## Task data
★ ★ ★ ★ ★

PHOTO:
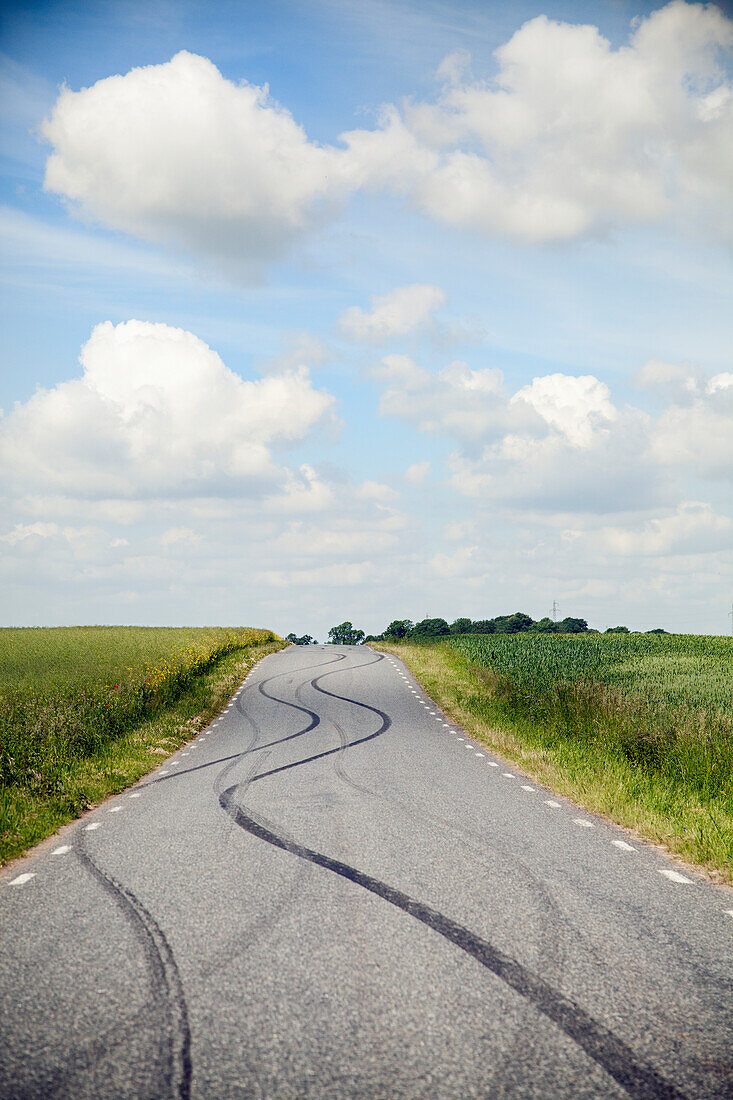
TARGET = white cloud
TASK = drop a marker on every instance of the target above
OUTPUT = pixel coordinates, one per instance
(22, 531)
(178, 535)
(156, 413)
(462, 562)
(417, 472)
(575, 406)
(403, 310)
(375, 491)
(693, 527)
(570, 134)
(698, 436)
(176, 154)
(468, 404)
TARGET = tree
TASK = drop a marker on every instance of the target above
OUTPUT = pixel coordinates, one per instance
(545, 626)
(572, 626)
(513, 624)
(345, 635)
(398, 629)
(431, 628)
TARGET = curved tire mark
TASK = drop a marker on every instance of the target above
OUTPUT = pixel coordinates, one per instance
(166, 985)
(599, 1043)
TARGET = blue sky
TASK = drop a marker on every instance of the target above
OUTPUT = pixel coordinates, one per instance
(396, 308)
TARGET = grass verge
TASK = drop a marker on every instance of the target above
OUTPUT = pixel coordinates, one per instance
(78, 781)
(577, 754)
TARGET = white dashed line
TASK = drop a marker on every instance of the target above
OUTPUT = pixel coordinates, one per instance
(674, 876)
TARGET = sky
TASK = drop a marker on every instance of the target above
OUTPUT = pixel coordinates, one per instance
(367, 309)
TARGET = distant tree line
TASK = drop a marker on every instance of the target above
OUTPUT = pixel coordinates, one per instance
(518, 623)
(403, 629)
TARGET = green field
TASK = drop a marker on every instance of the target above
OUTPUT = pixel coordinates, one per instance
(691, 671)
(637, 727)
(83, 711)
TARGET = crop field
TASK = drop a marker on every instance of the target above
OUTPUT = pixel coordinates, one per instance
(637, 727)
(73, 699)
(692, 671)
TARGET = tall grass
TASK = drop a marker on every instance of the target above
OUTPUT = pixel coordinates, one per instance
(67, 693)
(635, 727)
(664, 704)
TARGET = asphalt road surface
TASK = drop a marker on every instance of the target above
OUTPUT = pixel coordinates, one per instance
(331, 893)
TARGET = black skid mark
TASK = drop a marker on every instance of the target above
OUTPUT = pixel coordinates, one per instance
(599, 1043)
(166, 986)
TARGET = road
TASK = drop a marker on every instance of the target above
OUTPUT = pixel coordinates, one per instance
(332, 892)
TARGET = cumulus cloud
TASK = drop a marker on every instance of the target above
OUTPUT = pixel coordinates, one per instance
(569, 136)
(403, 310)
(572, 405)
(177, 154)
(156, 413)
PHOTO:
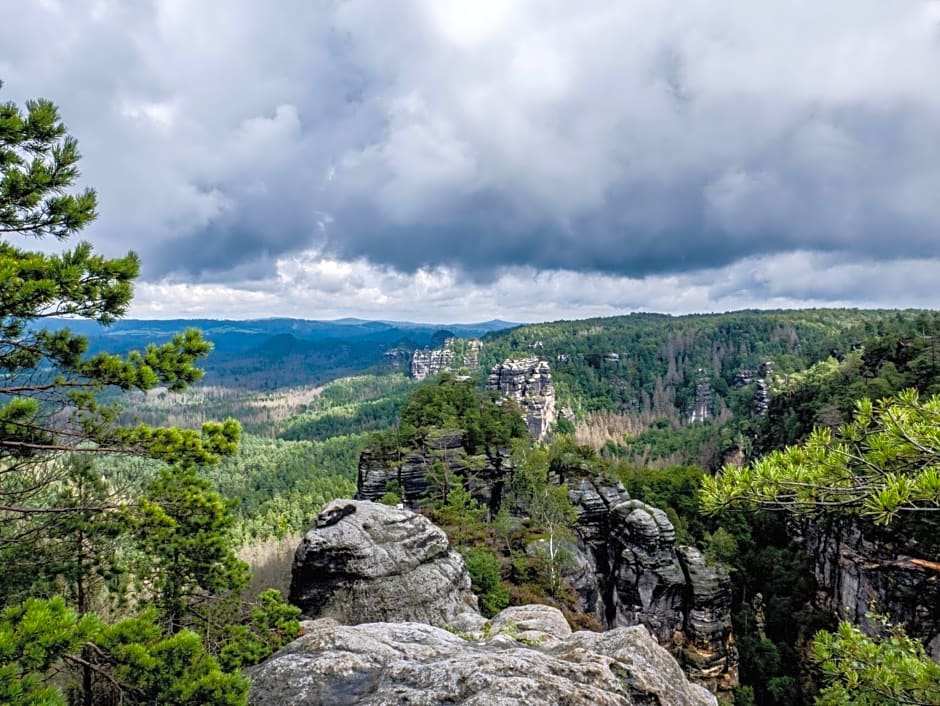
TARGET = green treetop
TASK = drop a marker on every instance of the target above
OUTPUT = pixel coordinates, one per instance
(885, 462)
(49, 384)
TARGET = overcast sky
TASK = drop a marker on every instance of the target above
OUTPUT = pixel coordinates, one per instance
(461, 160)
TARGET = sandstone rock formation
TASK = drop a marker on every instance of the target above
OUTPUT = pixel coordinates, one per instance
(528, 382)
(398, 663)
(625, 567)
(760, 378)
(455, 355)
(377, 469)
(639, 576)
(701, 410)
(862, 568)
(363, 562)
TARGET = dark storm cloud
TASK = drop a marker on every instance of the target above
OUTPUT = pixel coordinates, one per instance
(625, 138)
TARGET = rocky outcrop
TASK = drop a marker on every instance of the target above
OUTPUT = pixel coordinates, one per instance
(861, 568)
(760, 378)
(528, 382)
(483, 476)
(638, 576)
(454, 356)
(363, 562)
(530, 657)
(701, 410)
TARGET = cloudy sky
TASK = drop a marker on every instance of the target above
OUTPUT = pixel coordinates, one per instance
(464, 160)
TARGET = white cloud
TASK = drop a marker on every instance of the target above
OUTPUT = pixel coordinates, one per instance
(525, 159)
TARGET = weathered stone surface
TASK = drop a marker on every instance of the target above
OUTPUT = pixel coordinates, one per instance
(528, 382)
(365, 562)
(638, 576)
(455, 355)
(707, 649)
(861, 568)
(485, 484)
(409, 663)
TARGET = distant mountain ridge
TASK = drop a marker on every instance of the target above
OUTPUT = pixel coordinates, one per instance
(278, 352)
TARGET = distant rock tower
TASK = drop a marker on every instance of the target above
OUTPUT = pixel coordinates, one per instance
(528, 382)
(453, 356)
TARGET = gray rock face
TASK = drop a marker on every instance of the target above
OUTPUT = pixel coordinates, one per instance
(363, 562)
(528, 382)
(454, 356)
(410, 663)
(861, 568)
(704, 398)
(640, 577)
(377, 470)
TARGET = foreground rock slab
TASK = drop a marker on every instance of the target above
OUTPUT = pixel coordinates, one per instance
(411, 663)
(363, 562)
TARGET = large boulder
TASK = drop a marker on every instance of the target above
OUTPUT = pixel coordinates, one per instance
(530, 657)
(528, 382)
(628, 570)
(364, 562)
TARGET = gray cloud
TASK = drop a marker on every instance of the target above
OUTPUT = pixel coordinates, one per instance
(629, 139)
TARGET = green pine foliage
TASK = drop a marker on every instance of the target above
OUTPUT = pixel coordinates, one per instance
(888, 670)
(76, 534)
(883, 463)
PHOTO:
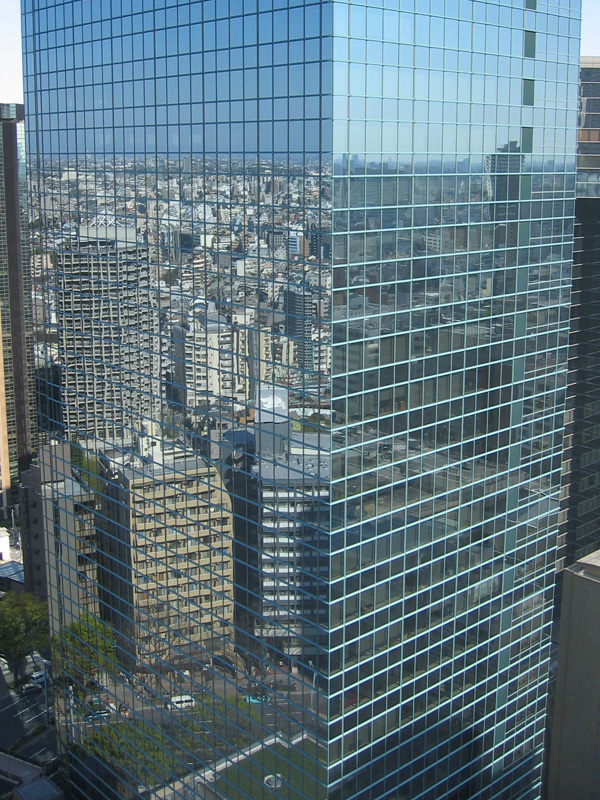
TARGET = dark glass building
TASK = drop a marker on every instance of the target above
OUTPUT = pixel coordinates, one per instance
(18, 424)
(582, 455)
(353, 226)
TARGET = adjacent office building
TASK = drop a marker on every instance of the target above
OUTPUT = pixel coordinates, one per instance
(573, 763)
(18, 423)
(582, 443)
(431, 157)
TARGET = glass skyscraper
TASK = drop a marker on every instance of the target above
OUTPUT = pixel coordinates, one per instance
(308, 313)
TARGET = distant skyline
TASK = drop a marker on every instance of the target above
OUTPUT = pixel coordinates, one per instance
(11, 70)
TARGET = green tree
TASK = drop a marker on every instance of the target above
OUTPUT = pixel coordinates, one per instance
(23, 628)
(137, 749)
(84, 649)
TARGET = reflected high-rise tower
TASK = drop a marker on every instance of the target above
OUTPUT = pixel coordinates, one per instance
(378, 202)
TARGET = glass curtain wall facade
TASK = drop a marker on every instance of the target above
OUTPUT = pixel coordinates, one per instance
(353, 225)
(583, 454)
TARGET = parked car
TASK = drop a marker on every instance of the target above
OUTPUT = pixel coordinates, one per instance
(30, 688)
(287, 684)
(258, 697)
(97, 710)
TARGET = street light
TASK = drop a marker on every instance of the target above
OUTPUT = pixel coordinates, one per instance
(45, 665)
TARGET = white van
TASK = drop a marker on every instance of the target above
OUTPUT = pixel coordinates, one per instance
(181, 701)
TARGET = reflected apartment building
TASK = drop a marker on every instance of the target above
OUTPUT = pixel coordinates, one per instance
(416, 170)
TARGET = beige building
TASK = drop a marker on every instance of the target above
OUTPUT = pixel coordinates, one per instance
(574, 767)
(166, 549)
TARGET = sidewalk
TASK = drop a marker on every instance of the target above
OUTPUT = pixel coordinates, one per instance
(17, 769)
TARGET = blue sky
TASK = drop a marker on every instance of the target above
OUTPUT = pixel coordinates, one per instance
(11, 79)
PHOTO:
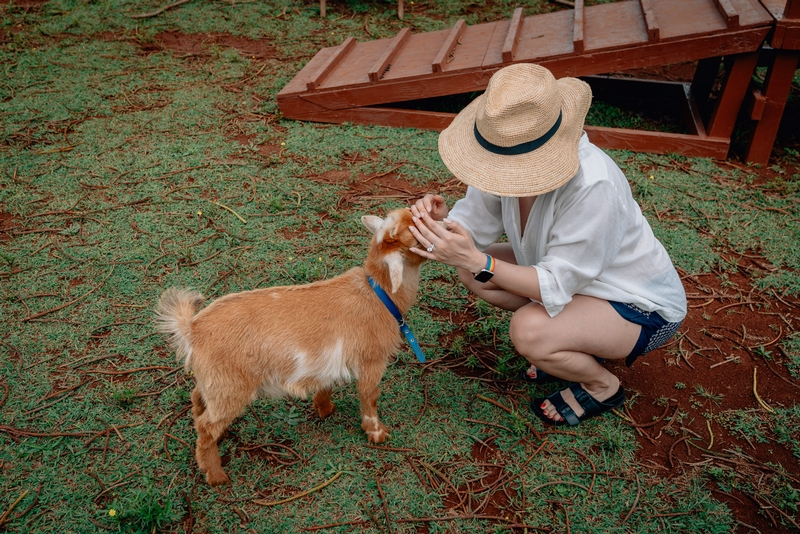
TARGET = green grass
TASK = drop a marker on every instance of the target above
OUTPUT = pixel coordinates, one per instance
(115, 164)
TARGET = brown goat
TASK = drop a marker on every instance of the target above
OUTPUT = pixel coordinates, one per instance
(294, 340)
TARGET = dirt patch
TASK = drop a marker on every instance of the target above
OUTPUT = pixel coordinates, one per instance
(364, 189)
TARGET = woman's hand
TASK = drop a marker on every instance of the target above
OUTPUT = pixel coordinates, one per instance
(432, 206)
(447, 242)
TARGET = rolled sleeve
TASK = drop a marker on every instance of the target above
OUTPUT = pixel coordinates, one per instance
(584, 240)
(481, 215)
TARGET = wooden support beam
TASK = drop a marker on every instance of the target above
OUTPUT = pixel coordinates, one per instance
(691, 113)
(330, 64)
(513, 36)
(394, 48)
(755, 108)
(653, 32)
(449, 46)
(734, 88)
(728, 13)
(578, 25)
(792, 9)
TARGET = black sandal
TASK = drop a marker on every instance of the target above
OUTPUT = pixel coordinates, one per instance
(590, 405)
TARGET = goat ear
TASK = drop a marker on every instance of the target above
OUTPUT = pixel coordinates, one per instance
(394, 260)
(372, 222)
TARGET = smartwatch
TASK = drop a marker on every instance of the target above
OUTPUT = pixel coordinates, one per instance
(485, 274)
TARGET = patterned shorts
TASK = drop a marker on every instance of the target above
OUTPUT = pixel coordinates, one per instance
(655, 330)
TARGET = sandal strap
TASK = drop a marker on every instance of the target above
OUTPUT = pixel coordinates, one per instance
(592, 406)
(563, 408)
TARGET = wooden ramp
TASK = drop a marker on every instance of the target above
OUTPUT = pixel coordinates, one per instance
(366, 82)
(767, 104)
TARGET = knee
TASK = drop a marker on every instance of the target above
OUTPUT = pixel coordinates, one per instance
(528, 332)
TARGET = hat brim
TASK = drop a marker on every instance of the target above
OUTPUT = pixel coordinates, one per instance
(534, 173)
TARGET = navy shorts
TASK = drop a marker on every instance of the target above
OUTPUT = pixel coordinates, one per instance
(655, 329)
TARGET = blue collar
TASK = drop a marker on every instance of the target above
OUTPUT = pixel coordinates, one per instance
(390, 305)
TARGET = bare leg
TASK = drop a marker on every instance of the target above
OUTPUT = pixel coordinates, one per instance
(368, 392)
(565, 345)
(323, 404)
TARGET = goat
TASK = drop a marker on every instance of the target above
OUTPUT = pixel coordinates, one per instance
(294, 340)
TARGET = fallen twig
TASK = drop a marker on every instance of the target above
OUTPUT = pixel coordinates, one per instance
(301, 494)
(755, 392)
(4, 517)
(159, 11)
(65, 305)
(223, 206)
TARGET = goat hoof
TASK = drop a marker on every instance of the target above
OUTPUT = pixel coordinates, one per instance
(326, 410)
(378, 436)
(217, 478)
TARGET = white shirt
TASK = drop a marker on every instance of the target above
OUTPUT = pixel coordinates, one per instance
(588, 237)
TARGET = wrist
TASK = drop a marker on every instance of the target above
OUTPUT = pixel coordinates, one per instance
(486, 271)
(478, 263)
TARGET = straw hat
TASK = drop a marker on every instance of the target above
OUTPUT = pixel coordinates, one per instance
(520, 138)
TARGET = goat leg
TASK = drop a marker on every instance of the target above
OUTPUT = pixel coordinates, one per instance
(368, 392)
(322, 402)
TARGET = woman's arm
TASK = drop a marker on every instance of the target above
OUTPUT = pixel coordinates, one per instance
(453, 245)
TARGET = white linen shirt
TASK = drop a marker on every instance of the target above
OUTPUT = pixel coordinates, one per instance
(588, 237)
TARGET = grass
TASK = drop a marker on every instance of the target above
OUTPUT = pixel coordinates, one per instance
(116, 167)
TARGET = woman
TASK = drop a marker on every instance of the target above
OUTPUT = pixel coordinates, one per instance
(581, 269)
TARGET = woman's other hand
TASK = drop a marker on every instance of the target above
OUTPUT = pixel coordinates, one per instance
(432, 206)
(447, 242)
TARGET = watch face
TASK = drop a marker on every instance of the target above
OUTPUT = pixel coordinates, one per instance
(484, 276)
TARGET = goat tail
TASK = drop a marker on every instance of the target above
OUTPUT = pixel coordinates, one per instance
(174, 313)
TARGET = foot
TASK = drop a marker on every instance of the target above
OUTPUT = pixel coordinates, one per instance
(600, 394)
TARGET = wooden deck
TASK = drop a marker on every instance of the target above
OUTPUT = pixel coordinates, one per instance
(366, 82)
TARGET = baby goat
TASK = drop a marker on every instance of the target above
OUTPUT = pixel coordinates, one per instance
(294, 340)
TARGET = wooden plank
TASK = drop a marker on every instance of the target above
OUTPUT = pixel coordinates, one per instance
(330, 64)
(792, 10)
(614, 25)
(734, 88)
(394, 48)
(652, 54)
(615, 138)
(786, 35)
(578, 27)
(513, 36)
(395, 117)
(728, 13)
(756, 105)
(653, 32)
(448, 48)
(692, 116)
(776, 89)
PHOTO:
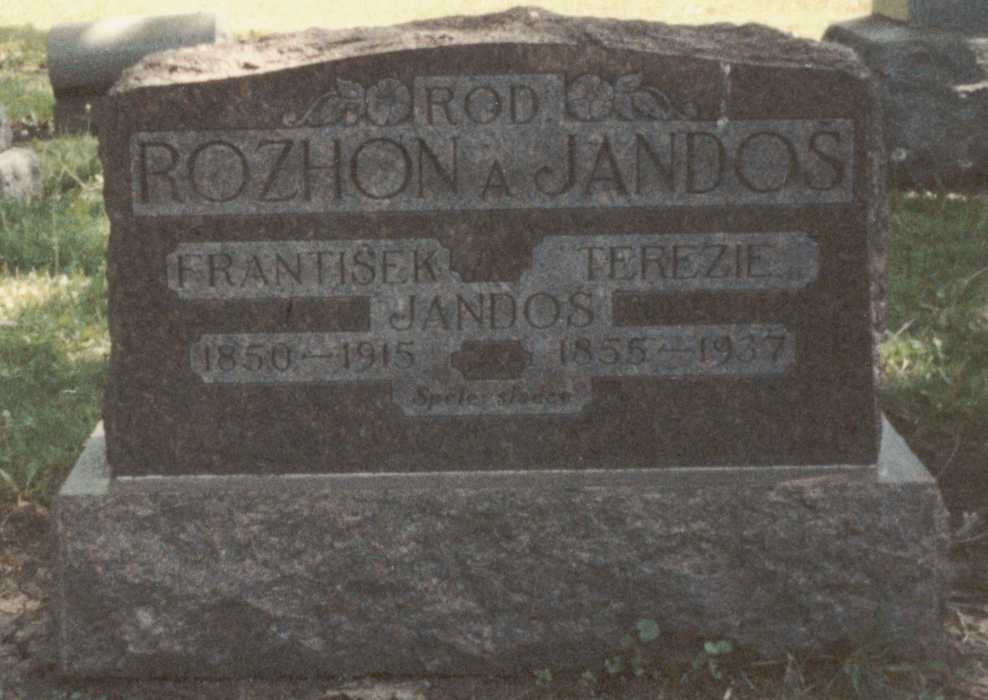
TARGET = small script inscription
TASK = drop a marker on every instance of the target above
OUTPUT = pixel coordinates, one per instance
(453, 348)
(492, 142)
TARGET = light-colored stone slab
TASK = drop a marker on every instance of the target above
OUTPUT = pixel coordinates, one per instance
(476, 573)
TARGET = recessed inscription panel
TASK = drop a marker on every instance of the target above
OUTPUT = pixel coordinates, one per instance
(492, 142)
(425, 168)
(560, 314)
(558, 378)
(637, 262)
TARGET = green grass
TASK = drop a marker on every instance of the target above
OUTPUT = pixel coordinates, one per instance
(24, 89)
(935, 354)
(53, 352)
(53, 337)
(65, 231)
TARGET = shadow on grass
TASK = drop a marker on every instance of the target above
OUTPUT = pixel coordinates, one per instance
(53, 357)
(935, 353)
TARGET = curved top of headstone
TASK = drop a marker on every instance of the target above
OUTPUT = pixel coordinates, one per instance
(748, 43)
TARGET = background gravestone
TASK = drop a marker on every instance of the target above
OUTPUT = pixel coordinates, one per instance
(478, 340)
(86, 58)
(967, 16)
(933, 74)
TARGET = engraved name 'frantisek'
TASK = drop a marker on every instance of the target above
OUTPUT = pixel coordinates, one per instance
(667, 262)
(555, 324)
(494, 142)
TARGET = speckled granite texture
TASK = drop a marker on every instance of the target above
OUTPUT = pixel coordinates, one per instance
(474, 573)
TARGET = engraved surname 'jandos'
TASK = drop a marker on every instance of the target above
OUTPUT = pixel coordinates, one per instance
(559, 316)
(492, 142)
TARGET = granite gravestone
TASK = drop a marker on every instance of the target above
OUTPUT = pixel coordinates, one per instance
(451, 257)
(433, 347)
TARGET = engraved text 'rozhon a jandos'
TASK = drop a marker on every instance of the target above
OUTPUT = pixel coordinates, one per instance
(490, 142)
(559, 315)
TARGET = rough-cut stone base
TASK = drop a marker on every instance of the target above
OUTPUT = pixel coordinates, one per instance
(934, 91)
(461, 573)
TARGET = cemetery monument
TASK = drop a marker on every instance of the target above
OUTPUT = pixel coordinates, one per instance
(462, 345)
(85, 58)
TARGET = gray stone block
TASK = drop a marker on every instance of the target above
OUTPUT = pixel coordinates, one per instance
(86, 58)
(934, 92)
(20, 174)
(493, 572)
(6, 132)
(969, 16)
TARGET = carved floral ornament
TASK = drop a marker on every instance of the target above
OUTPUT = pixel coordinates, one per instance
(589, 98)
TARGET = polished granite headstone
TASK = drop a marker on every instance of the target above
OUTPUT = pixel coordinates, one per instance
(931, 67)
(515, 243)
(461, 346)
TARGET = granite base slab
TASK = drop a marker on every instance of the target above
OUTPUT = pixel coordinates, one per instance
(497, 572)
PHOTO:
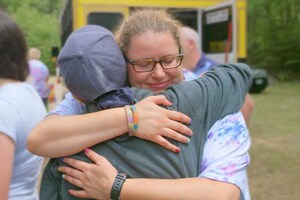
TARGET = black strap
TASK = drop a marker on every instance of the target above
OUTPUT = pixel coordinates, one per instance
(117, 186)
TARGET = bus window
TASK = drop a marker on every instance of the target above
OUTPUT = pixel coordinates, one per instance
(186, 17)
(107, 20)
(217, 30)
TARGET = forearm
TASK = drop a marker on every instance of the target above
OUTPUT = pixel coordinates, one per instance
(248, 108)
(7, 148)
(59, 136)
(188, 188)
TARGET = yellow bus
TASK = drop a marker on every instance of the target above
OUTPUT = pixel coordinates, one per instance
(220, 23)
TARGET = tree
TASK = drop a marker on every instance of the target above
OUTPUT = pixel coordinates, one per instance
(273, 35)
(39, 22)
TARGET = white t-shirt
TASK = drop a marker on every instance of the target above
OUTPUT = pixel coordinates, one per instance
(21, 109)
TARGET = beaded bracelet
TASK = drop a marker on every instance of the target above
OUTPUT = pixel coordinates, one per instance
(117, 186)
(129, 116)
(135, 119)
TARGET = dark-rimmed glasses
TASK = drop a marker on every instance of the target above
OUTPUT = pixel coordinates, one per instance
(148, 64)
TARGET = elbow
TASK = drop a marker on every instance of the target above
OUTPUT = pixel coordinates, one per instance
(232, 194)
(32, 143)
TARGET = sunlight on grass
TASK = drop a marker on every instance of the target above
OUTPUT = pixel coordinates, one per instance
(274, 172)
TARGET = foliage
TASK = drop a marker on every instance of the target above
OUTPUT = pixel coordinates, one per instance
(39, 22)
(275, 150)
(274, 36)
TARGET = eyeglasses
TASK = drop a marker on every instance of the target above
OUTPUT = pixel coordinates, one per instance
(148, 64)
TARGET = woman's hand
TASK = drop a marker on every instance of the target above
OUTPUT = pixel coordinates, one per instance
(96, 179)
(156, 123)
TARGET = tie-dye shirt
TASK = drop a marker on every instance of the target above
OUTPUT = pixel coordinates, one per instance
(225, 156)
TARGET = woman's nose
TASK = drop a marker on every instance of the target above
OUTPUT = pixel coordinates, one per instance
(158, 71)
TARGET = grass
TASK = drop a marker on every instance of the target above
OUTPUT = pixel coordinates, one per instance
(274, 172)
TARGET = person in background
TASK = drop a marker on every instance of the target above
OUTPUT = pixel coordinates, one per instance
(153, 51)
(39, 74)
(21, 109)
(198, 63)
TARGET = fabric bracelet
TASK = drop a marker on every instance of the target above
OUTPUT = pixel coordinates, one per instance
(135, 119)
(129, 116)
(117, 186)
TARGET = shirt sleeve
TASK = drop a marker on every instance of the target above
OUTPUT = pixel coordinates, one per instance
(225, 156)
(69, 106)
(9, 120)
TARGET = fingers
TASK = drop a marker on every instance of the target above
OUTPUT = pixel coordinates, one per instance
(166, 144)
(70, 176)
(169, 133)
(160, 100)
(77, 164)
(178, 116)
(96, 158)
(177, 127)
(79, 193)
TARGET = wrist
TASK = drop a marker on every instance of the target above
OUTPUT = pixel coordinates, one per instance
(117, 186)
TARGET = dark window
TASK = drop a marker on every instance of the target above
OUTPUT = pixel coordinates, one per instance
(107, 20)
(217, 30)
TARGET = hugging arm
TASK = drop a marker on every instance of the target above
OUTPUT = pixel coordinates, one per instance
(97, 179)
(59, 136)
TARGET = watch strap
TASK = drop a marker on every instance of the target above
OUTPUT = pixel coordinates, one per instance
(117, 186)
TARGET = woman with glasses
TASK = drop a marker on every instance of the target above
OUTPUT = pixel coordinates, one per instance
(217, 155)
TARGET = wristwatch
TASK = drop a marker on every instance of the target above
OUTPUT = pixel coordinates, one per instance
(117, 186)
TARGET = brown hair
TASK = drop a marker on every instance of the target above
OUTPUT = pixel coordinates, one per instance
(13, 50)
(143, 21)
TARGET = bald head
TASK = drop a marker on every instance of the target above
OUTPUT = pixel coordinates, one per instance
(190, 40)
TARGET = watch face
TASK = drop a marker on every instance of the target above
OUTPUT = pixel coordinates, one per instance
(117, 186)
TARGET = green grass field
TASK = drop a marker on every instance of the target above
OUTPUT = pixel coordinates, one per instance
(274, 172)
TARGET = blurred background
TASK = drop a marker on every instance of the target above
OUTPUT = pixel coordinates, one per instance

★ ★ ★ ★ ★

## Work to complete
Repeat exactly the lines above, starting with the line that contains "TARGET = shirt sleeve" and ending with the last line, both included, and nothing else.

## Answer to this problem
TARGET = shirt sleeve
TASK = drop a marker on every instance of the target above
OUTPUT = pixel coordinates, one per instance
(225, 156)
(69, 106)
(9, 120)
TARGET = fingers
TASK = drop a marker on every instance of the target above
OUTPUT = pixel coordinates, one per instance
(166, 144)
(70, 176)
(169, 133)
(160, 100)
(77, 164)
(178, 116)
(96, 158)
(177, 127)
(79, 193)
TARGET = wrist
TASK = drop a marker on every instance of the target above
OUTPUT = pixel coordinates, one per instance
(117, 186)
TARGET = dark window
TASK = drop a marker on every instance of the target above
OUTPUT = pixel coordinates, one per instance
(107, 20)
(217, 30)
TARGET = hugging arm
TASK = drop a marker on every instance of the target above
OUTPUT = pixel coordinates, one per instance
(97, 179)
(59, 136)
TARGET = watch strap
TASK = drop a marker on every instance of the target above
OUTPUT = pixel coordinates, one per instance
(117, 186)
TARGET = woman with glasses
TASK = drop a marker on every instance of the target above
OUTPUT = pixel coordinates, one per instance
(217, 155)
TARGET = wristwatch
TASK = drop a marker on every instance of the target above
OUTPUT = pixel coordinates, one per instance
(117, 186)
TARGET = brown hair
TASK = drop a marker on every instance of the target above
OUTPUT = pixel coordinates, one per instance
(13, 50)
(143, 21)
TARGET = bald head
TASK = drop a marker on every instance of the target above
OUTPUT = pixel coordinates, one per instance
(190, 40)
TARGET = watch face
TASK = drop a marker on every instance of the target above
OUTPUT = pixel coordinates, one per instance
(117, 186)
TARGET = green grass field
TASK = drop a marker on every instance of the target above
OUTPUT = pixel coordinates, one per instance
(274, 172)
TARGET = blurred background
TASK = drop a marker on every instance of the target above
OUTPUT = pixel coordinates, one per instance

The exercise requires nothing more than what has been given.